##### BRANO DA LEGGERE #####

Vale, quindi, la pena provare a mettere in fila questi elementi con l’avvertenza che non si sa ancora abbastanza della vicenda.

I punti chiave del caso Durov

Il punto di partenza, non avendo ovviamente accesso al fascicolo del procedimento, è il comunicato stampa di ieri del Procuratore della Repubblica parigino, responsabile dell’esercizio dell’azione penale nei confronti di Durov.

Il suo contenuto spiega le ragioni dell’incriminazione anche se senza entrare nel dettaglio degli episodi specifici e, soprattutto del ruolo che Durov avrebbe avuto nella commissione degli illeciti che gli sono contestati.

A quanto si legge nel comunicato, la giustizia francese, contesta al fondatore di Telegram il coinvolgimento in un lungo elenco di reati.

Eccoli.

  • Favoreggiamento nella gestione di una piattaforma online per consentire una transazione illegale, nell’ambito di un’organizzazione criminale (reato punibile con una pena detentiva massima di 10 anni e una multa di 500.000 euro);
  • Rifiuto di fornire, su richiesta delle autorità autorizzate, le informazioni o i documenti necessari per l’esecuzione di intercettazioni autorizzate dalla legge;
  • Complicità nei reati di messa a disposizione, senza un motivo legittimo, di un programma o di dati destinati a compromettere un sistema di elaborazione automatizzata di dati, di diffusione, nell’ambito di un’organizzazione criminale, di immagini a carattere pedopornografico, di traffico di stupefacenti, di frode, di associazione a delinquere finalizzata alla commissione di reati o illeciti;
  • Riciclaggio proveniente da reati di criminalità organizzata;
  • Fornitura di servizi di crittografia per garantire la riservatezza senza dichiarazione di conformità;
  • Fornitura e importazione di uno strumento crittografico che non svolge esclusivamente funzioni di autenticazione o di controllo dell’integrità senza dichiarazione preventiva.

##### RIGHE DEL DATASET #####

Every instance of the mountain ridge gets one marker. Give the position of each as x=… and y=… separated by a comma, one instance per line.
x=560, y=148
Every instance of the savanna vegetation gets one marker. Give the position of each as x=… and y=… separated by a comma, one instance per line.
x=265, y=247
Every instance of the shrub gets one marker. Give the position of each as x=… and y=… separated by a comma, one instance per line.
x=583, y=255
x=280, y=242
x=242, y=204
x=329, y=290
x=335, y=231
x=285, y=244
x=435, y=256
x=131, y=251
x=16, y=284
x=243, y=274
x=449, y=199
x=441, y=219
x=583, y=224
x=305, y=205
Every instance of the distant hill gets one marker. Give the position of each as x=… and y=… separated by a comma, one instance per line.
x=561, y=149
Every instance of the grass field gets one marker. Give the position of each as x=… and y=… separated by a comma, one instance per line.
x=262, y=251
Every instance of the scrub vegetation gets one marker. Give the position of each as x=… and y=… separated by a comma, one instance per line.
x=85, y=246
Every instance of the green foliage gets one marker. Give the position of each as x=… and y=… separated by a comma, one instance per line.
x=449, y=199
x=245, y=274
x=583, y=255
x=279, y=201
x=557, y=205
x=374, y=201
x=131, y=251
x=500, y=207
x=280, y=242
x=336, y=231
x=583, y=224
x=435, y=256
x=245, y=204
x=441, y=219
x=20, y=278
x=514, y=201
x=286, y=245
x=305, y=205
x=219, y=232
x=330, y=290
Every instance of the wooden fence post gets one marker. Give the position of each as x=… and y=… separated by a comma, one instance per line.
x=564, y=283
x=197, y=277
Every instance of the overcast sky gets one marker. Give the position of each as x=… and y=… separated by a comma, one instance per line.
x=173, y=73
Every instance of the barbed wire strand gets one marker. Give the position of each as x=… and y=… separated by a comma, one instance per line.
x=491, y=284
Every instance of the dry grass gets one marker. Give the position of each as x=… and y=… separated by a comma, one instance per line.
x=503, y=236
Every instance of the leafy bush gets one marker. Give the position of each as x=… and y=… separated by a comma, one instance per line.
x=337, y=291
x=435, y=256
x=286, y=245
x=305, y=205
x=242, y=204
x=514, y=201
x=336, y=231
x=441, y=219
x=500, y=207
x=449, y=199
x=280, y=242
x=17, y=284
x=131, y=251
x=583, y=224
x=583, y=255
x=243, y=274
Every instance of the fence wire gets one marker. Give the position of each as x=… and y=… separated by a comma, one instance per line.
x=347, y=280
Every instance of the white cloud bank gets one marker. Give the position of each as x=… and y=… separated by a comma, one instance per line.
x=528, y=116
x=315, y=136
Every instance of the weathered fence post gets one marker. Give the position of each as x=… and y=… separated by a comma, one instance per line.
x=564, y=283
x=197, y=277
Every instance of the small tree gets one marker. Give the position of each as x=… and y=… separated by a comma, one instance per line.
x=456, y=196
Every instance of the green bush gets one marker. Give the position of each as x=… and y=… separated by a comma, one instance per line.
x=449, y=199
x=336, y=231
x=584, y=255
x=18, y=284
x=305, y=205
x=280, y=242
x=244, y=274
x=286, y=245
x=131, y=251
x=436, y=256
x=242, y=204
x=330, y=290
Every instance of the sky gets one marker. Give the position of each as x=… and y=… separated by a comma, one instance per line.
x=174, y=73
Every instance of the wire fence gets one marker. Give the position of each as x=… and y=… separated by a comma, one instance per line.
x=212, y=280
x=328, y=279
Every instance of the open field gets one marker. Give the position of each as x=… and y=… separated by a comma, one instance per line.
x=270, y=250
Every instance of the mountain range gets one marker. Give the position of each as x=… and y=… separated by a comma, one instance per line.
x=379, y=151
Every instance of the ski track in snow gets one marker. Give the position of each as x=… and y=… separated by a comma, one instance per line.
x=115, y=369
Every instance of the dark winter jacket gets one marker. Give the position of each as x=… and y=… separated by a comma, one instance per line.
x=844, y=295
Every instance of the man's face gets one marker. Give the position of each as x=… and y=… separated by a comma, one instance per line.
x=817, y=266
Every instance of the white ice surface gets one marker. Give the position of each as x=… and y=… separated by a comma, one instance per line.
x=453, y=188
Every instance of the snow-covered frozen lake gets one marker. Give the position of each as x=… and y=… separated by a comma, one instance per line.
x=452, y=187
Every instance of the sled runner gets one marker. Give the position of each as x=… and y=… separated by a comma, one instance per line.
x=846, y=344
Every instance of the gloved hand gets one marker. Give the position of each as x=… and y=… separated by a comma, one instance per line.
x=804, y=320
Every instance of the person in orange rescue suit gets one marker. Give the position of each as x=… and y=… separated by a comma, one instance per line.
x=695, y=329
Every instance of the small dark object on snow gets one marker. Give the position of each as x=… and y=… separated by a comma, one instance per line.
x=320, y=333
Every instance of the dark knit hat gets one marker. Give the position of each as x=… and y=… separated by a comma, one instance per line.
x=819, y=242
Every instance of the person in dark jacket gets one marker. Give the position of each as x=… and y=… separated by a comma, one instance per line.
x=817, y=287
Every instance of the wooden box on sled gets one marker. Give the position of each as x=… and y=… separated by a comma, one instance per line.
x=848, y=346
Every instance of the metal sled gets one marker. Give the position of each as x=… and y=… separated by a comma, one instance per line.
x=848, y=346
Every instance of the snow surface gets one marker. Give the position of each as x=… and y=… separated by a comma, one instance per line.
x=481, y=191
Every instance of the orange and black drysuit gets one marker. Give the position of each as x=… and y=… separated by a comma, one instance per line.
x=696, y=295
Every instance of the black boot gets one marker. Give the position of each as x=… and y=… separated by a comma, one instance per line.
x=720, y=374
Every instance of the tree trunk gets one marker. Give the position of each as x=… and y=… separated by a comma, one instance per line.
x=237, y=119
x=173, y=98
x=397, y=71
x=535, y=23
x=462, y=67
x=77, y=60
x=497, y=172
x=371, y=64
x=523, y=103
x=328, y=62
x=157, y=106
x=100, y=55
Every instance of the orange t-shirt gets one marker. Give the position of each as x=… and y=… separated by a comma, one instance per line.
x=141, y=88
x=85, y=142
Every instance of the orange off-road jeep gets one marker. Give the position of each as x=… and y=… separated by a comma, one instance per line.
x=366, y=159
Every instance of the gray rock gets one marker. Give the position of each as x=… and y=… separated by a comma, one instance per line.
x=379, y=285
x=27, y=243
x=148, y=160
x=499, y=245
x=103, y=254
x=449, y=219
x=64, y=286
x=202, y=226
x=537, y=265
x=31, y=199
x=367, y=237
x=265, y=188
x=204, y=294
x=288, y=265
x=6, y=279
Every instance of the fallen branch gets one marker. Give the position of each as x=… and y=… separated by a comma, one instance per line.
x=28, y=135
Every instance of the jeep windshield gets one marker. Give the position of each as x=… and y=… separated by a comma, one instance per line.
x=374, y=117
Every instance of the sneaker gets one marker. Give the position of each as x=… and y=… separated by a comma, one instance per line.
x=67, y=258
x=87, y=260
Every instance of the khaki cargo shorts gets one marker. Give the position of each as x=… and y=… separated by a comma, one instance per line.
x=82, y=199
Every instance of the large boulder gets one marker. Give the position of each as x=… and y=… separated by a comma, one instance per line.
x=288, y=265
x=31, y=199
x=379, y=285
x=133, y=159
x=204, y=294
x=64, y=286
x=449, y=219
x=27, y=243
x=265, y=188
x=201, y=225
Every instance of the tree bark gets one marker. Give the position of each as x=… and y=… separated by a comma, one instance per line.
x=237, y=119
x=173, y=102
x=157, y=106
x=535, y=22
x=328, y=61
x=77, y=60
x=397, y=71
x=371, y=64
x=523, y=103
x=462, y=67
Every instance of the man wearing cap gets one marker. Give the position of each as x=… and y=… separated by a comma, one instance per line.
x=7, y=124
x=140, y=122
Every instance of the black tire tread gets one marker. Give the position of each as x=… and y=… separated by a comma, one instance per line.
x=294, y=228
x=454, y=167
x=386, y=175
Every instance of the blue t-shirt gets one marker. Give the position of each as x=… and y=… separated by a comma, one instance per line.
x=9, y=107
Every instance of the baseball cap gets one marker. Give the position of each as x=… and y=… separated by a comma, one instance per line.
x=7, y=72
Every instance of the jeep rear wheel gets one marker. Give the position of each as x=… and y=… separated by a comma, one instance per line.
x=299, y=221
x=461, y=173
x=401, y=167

#####

CONSEGNA 1.
Traduci in inglese questa frase del brano sul caso Durov: «A quanto si legge nel comunicato, la giustizia francese, contesta al fondatore di Telegram il coinvolgimento in un lungo elenco di reati.»
CONSEGNA 2.
Prosegui il brano sul caso Durov a partire dalla fine dell'ultimo reato dell'elenco.

RISPOSTA 1.
According to the press release, the French judiciary charges the founder of Telegram with involvement in a long list of offenses.

RISPOSTA 2.
Sono tutti reati gravissimi e, inutile precisarlo, tutti reati specificamente previsti nel diritto penale francese con buona pace di quanti continuano a pretendere di suggerire che l’arresto di Durov abbia a che vedere con il Digital Service Act e/o con la politica europea sul digitale.

Il diritto penale è estraneo ai trattati UE

Il diritto penale, infatti, come è noto, è estraneo ai Trattati UE e resta competenza esclusiva dei singoli Paesi membri.

La magistratura francese sta, dunque, semplicemente esercitando la propria giurisdizione e le Istituzioni europee non hanno assolutamente niente a che vedere con il caso.

L’Europa, quindi, non marcia contro Telegram a differenza di quanto qualcuno ha scritto.

E non è, per la verità, neppure facile ipotizzare che l’epilogo della vicenda, quale che sarà, possa propagarsi al di fuori dei confini francesi e produrre qualsivoglia conseguenza sul funzionamento dei servizi digitali nel resto d’Europa.

Tanto chiarito si può muovere dal generale verso il particolare.

Le due questioni più importanti

Ci sono due questioni più importanti delle altre rispetto a quanto si è sin qui letto in giro.

La responsabilità di chi conosceva i reati in corso

La prima concerne la lettura dell’azione della magistratura francese come un attentato alla libertà di comunicazione.

Se si chiama il CEO di una piattaforma a rispondere dei contenuti transitati attraverso la piattaforma e/o delle condotte poste in essere attraverso la stessa, nella sostanza, gli si imputa una responsabilità oggettiva per tali contenuti e, per questa via, si spinge la piattaforma o a chiudere i battenti in Europa o a iniziare a esercitare una severissima attività di carattere censoreo, hanno detto e scritto in tanti.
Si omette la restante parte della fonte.